Colorado is becoming less investor/landlord friendly, with Denver leading the way. I have several small multi-family  properties in Colorado Springs, and it is becoming difficult to find a 1% deal. 

@Diane Tycangco we connected over email, correct?

Yes, you can still find cash flowing properties in Denver. However, the majority of condos are investor heavy and therefore require a 25% down payment for a 30 year conventional. Some local banks, will lend on those conds at 20% with their portfolio products, but then you have 5/1 or 7/1 ARM.

Is Denver the cash flow? No. The bull market has been going on for a long time. Most markets will have compressed cap rates. Investing out of state at a 7-8 cap rate to me is not worth the risk of being a long distance landlord. I'll take a 6.5 multi cap or a 7.5 condo cap in Denver, before looking out of state.  I live in Denver, since you're out of state, it may make sense to invest elsewhere. Regardless, I think more people should invest where they live for a long term investment. Yes, there are places to even invest in California!

@Diane Tycangco

A couple options I'm thinking of. 

1. What about a really small condo in the heart of Denver that you can furnish and rent to traveling nurses? That usually brings in 20-30% more per month than a traditional long-term rental. (There are places around $170-$180 that can be nice. I am trying to get some clients to buy a $150k place right now that I think would do well.)

◆ Listed entries
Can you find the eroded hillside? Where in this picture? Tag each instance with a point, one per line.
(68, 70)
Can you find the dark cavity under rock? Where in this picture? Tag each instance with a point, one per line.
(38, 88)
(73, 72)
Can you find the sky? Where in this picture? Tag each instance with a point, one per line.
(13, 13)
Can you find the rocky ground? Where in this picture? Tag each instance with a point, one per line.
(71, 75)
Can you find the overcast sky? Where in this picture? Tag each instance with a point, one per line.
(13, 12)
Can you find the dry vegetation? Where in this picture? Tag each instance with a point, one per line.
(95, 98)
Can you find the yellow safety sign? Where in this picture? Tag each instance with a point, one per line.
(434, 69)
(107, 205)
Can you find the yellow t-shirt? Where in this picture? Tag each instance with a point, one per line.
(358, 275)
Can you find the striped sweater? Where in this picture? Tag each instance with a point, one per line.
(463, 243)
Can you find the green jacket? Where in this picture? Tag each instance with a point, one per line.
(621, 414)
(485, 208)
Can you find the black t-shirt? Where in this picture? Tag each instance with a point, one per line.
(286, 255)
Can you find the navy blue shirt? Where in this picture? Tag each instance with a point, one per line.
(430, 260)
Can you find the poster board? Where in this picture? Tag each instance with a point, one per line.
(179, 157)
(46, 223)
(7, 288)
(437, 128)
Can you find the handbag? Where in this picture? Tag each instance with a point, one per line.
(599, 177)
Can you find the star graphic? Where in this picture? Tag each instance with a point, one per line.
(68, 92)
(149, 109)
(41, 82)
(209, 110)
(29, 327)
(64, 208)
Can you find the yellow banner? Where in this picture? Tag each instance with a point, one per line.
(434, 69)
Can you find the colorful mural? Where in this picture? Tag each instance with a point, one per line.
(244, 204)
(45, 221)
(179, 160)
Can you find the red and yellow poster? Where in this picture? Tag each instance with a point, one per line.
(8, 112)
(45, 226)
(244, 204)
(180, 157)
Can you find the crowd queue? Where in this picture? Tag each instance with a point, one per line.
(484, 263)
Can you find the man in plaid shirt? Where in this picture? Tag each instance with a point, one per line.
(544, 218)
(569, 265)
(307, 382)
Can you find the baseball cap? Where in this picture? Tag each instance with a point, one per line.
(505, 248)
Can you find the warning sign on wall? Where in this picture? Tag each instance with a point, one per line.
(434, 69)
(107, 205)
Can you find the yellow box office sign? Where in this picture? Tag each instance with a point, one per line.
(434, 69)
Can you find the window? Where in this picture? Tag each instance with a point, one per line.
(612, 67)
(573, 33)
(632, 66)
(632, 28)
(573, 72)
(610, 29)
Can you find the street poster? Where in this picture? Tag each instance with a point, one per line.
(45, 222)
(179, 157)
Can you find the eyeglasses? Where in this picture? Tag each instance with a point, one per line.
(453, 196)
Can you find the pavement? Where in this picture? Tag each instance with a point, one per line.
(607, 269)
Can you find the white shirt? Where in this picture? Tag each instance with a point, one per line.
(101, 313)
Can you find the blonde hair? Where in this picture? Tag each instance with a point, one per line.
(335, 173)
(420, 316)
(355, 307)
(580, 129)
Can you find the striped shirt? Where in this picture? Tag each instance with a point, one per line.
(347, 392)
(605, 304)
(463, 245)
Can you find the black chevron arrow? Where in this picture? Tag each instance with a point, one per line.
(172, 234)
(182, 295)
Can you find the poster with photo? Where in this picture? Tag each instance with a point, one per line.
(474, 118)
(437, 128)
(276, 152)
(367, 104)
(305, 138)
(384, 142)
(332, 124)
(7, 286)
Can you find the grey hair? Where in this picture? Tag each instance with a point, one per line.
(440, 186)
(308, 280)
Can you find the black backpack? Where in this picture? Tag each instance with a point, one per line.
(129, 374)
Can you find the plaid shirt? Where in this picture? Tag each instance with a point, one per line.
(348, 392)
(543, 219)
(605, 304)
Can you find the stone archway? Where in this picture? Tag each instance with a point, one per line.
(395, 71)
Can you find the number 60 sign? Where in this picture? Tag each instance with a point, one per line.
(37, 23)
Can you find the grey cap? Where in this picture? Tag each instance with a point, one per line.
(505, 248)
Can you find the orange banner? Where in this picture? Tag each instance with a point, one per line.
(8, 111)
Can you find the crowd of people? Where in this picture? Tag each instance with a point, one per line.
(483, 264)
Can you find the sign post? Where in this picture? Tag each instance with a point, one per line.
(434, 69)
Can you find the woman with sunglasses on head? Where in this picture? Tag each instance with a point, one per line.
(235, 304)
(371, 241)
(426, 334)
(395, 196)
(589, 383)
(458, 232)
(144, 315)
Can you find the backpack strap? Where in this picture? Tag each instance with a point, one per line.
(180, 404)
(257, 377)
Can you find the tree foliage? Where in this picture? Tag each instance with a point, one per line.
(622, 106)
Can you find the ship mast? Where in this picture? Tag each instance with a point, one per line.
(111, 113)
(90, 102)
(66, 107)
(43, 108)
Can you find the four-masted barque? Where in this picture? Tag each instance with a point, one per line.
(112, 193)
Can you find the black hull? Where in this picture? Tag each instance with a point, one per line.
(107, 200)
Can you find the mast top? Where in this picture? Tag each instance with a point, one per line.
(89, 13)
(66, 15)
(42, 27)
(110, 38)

◆ Exercise requirements
• 1. Name each place mentioned in the Denver real estate discussion, listing each one once.
• 2. Carry on the Denver real estate discussion with the next part, starting after its last sentence.

◆ Numbered answers
• 1. Colorado, Denver, Colorado Springs, California

• 2.
2. Maybe a slightly larger condo out west by the CU medical campus. You can get a 2 (maybe 3) bedroom unit out there that might cash flow okay as well. 

3. Look at Colorado Springs, where your $270,000 is going to go further. Also, you have the option of operating an Airbnb/short-term rental, which can give you flexibility and likely higher rents.

Thank you James.  My budget is actually $70k.  The total value of the property would be $270k.  How much would a condo for traveling nurses rent for and what would be the vacancy rate for those?  Do you have  prospects for #2 and/or #3?

@Diane Tycangco 

I have invested in Denver for the last 8 years. Now I am not finding the cashflow I want. The first property I bough was at 1.8% (so close to that illusive 2%) and that was off the MLS. I personally don't like to work super hard when finding a place, to me the competition is just to high in Denver, so I went out of state and get 1.5%-2.0%.